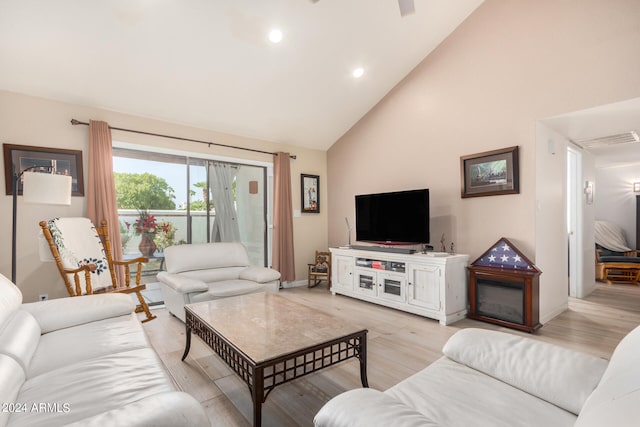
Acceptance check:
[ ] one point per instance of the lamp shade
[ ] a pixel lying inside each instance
(46, 188)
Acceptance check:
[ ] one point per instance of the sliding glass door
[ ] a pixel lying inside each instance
(191, 200)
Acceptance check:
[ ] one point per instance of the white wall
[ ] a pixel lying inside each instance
(588, 236)
(551, 221)
(615, 200)
(26, 120)
(510, 64)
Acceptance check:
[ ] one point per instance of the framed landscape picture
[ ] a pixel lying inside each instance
(490, 173)
(310, 187)
(17, 158)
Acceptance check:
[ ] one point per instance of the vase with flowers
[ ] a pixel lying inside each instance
(145, 226)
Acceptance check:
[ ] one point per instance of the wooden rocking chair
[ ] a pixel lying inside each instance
(320, 270)
(82, 253)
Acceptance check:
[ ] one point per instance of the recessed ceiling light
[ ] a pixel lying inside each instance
(275, 36)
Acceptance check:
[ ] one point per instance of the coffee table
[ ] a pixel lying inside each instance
(269, 340)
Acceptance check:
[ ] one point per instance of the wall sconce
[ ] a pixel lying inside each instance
(588, 192)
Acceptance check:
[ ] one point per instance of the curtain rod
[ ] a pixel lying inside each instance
(78, 122)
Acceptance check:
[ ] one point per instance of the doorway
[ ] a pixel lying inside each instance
(574, 220)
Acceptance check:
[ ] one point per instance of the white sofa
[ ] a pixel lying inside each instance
(489, 378)
(208, 271)
(83, 361)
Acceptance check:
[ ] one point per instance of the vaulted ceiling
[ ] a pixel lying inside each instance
(210, 63)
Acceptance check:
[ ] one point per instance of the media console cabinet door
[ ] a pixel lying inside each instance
(343, 271)
(424, 286)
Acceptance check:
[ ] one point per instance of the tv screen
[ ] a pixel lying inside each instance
(400, 217)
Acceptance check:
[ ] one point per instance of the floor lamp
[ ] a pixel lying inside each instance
(42, 188)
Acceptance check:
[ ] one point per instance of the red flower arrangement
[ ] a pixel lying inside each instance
(145, 223)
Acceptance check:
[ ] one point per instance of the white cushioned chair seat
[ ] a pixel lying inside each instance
(84, 360)
(228, 288)
(208, 271)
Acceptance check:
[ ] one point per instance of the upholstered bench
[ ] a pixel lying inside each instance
(208, 271)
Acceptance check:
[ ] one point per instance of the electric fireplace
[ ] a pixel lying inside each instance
(504, 288)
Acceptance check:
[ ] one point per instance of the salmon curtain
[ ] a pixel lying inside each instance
(101, 192)
(283, 259)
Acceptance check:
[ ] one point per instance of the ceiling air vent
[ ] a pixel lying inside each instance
(608, 141)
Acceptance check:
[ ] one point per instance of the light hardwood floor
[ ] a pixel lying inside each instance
(399, 344)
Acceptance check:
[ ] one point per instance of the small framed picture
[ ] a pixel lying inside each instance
(490, 173)
(310, 187)
(17, 158)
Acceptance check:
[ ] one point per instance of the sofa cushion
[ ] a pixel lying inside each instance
(68, 347)
(228, 288)
(615, 402)
(366, 407)
(259, 274)
(452, 394)
(19, 338)
(214, 274)
(11, 379)
(558, 375)
(78, 310)
(88, 388)
(10, 299)
(202, 256)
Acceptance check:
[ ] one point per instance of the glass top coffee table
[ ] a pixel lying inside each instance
(269, 340)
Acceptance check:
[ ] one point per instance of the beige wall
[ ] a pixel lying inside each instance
(508, 65)
(26, 120)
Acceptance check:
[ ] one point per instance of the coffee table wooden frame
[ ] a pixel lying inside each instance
(263, 377)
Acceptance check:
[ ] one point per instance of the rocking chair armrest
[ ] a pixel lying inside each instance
(62, 313)
(131, 261)
(86, 267)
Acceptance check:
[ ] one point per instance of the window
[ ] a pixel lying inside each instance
(191, 200)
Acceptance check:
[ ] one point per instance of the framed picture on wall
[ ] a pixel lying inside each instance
(310, 187)
(490, 173)
(17, 158)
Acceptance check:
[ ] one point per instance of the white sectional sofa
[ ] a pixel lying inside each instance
(208, 271)
(493, 379)
(83, 361)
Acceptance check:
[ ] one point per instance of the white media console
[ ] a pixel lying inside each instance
(432, 285)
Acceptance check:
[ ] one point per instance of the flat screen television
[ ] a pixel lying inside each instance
(397, 218)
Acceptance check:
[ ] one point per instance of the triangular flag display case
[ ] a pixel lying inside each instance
(504, 288)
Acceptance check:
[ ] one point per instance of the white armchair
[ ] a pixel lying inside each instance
(208, 271)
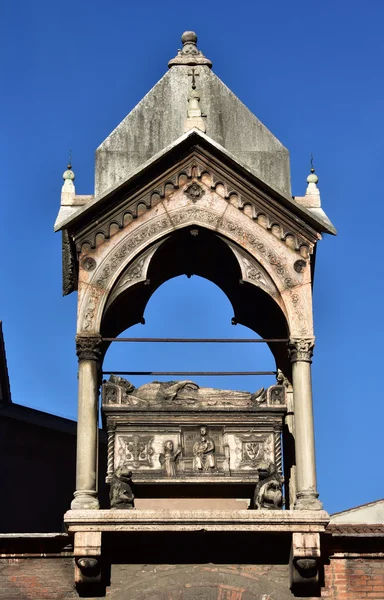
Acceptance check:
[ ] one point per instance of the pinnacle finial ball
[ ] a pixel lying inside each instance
(312, 178)
(189, 37)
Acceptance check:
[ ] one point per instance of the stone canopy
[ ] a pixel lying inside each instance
(159, 120)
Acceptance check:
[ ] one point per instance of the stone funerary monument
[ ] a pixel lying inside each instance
(191, 182)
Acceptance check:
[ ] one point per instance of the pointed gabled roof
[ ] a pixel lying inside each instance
(170, 154)
(159, 120)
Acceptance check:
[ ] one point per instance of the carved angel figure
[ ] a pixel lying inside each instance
(268, 492)
(204, 451)
(169, 458)
(121, 495)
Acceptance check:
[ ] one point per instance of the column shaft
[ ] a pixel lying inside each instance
(85, 496)
(306, 494)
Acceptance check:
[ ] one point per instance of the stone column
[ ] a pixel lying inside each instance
(300, 353)
(88, 350)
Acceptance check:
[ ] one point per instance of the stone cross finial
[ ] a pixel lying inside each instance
(194, 114)
(192, 73)
(189, 54)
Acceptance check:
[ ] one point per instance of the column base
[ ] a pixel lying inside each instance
(308, 500)
(85, 500)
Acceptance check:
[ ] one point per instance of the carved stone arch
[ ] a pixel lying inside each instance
(113, 257)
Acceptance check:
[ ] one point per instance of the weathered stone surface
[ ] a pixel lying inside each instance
(159, 119)
(185, 395)
(188, 520)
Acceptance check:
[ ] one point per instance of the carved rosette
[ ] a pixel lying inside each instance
(88, 347)
(301, 349)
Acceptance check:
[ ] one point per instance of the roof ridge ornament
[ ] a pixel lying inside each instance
(312, 181)
(68, 189)
(189, 54)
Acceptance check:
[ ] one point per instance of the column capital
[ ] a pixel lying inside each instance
(88, 347)
(301, 349)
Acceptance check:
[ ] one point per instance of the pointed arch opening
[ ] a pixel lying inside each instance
(195, 250)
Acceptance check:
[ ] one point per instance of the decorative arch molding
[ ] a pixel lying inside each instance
(289, 288)
(274, 263)
(202, 169)
(135, 272)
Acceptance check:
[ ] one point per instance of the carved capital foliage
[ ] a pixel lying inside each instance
(301, 349)
(88, 347)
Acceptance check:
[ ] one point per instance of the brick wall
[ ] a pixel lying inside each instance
(37, 579)
(354, 578)
(51, 578)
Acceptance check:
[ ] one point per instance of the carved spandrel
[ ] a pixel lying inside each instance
(135, 451)
(249, 450)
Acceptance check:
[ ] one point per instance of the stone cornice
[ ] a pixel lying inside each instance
(88, 347)
(301, 349)
(352, 529)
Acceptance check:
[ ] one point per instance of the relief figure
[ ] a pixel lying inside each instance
(204, 452)
(169, 458)
(269, 489)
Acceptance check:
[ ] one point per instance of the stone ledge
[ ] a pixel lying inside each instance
(207, 520)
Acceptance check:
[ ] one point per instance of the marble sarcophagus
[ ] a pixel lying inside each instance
(179, 433)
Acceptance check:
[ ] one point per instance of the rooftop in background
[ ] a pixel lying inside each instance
(5, 389)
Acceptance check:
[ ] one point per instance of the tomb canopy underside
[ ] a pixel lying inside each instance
(195, 222)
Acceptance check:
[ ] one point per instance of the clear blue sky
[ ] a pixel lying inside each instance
(313, 74)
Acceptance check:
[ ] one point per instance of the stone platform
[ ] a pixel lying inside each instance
(196, 520)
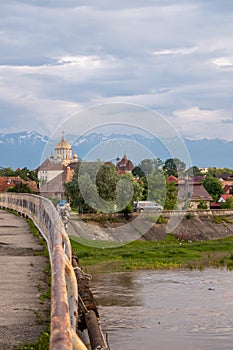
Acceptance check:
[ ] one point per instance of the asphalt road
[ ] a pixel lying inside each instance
(22, 280)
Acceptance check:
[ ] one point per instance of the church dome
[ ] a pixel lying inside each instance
(63, 144)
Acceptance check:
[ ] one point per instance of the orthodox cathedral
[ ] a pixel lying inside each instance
(56, 170)
(59, 169)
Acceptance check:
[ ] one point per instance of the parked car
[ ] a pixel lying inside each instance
(147, 206)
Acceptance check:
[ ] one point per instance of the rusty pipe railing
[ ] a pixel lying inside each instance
(64, 293)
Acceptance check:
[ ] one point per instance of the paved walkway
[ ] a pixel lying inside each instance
(22, 279)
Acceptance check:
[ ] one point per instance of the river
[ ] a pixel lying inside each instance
(164, 310)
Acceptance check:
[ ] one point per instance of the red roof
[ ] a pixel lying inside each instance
(225, 196)
(172, 178)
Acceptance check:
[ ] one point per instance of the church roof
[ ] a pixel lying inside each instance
(63, 144)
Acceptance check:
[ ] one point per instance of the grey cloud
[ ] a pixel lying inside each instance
(124, 35)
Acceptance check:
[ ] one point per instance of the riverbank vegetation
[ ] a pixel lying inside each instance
(171, 253)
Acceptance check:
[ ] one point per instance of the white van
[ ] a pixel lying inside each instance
(147, 206)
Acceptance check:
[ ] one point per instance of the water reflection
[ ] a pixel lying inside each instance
(166, 309)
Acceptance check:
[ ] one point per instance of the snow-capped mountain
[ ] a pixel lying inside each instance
(21, 149)
(25, 148)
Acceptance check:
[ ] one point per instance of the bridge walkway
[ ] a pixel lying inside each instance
(22, 281)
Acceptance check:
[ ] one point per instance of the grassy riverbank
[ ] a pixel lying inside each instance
(169, 254)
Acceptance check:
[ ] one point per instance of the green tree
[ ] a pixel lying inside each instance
(174, 166)
(20, 188)
(171, 197)
(228, 204)
(146, 167)
(213, 186)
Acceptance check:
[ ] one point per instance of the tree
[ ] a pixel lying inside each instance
(171, 197)
(228, 204)
(213, 186)
(146, 167)
(20, 188)
(174, 166)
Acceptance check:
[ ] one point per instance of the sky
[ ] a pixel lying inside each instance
(60, 57)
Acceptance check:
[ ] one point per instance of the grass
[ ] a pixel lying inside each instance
(170, 253)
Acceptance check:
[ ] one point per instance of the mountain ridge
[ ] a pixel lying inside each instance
(25, 148)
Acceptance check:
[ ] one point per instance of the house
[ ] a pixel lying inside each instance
(224, 197)
(194, 193)
(55, 171)
(225, 179)
(124, 165)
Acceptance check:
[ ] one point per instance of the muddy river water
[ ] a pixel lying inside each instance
(164, 310)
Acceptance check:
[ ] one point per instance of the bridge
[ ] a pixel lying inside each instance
(64, 281)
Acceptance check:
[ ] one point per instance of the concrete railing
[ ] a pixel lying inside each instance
(64, 293)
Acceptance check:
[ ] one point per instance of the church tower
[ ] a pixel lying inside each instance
(64, 151)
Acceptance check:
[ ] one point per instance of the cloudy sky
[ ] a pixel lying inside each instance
(59, 57)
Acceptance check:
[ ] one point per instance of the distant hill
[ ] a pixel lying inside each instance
(18, 150)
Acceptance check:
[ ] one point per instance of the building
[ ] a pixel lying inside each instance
(57, 170)
(124, 165)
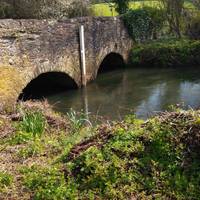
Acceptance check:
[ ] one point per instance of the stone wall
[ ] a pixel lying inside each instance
(33, 47)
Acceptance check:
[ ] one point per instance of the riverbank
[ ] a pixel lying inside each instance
(167, 53)
(44, 155)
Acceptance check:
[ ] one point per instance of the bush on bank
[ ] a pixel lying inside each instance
(156, 159)
(166, 53)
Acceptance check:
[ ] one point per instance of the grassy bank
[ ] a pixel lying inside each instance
(103, 9)
(167, 53)
(47, 156)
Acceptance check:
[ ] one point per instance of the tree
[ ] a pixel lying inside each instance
(173, 12)
(122, 6)
(196, 3)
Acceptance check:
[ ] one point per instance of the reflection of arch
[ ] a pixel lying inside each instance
(46, 84)
(110, 62)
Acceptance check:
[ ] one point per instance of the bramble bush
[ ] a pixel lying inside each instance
(144, 23)
(158, 159)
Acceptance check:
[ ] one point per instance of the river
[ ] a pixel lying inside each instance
(143, 92)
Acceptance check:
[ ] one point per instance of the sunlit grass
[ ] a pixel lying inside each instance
(103, 9)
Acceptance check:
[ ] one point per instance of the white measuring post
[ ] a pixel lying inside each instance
(82, 49)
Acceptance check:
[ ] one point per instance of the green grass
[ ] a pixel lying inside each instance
(119, 160)
(103, 9)
(5, 180)
(167, 53)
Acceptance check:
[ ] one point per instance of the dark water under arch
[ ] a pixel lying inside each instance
(140, 91)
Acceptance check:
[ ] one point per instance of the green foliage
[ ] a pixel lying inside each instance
(77, 119)
(158, 160)
(144, 23)
(41, 9)
(20, 137)
(5, 180)
(121, 6)
(33, 122)
(193, 28)
(167, 53)
(34, 148)
(47, 183)
(6, 10)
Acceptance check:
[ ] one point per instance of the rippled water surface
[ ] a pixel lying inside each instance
(140, 91)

## EXERCISE DIRECTIONS
From the records above, give again only the part that opens with the line containing "[ ] one point per instance of the relief" and closes with the line containing "[ ] one point per instance of the paved". Keep both ends but drop the pictures.

## ANSWER TO THIS TASK
[ ] one point per instance of the relief figure
[ ] a pixel lying inside each instance
(204, 452)
(169, 458)
(269, 489)
Acceptance check:
[ ] one point per instance of the stone ledge
[ ] a pixel lying inside each instance
(207, 520)
Acceptance check:
[ ] one point per instance of the marble sarcophagus
[ ] a pixel lying inside each instance
(179, 433)
Acceptance check:
[ ] one point per instance of the rooftop in background
[ ] a pixel lying inside each instance
(5, 389)
Acceptance check:
[ ] one point per instance of the tomb canopy underside
[ ] a pixel lying inside each instance
(195, 222)
Acceptance check:
[ ] one point per instance of the clear blue sky
[ ] a pixel lying inside each instance
(313, 74)
Acceptance check:
[ ] one point per instance of the stone platform
[ ] a pixel lying inside each instance
(196, 520)
Acceptance check:
[ ] one point per instance of the asphalt road
[ ] a pixel lying inside each instance
(22, 280)
Acceptance check:
[ ] one point per instance of the church dome
[ ] a pixel lying inside each instance
(63, 144)
Acceptance check:
[ ] one point per instance of the orthodox cathedral
[ ] a pixel lying inside each instance
(56, 170)
(59, 169)
Acceptance check:
[ ] one point per instance of the parked car
[ ] a pixel lying inside each instance
(147, 206)
Acceptance check:
[ ] one point per instance of the rusty pipe railing
[ ] a pixel lying inside each instance
(64, 293)
Acceptance check:
[ ] one point per instance of the paved walkway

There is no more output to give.